Texte proposé
Songe seulement qu’il nous a voulu diuiser, c’est assez pour le
haïr autant que tu dois, & le punir autant qu’il merite.

 

Esloigne toy donc de ce cruel, dont la rage contagieuse pourroit
soüiller ta renommée de l’infamie & de l’impureté de la sienne.
Peus-tu demeurer vn moment auec le boureau de ta mere, &
regarder sans courroux celuy qui fait mourir celle qui t’a donné la
vie. Detourne sur moy ces regards trop indulgents dont tu le fauorise.
Regarde les profondes playes que i’ay receuës de sa haine
& de sa malice. Voy couler mon sang de toutes parts. Regarde
mes Campagnes desertes, mes villes ruinées, mes Prouinces desolées.
Escoute les tristes clameurs de mes pauures enfans, qui languissent
sous la tyrannie de ce Barbare. Prends pitié de ta mere &
de tes freres ; au moins si tu n’en as pas de toy-mesme. Esteins
l’embrasement qui pour nous consumer allume ce tison qu’Etna
a ietté du plus bas de ces entailles. Voy de combine d’horreurs
ce demon sorty des cachots de l’abysme veut obscurcir
l’esclat de ta gloire, quant il t’oblige d’entretenir ces flammes
qui me deuorent. Vange-toy mon fils d’vn attentat si detestable.

Consigne
Recopiez sans rien changer le passage du texte proposé qui commence par « Songe seulement qu’il » et s'achève sur « tu le fauorise. ».

Données fournies
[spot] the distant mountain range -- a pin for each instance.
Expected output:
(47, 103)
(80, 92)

Corrigé
Songe seulement qu’il nous a voulu diuiser, c’est assez pour le
haïr autant que tu dois, & le punir autant qu’il merite.

 

Esloigne toy donc de ce cruel, dont la rage contagieuse pourroit
soüiller ta renommée de l’infamie & de l’impureté de la sienne.
Peus-tu demeurer vn moment auec le boureau de ta mere, &
regarder sans courroux celuy qui fait mourir celle qui t’a donné la
vie. Detourne sur moy ces regards trop indulgents dont tu le fauorise.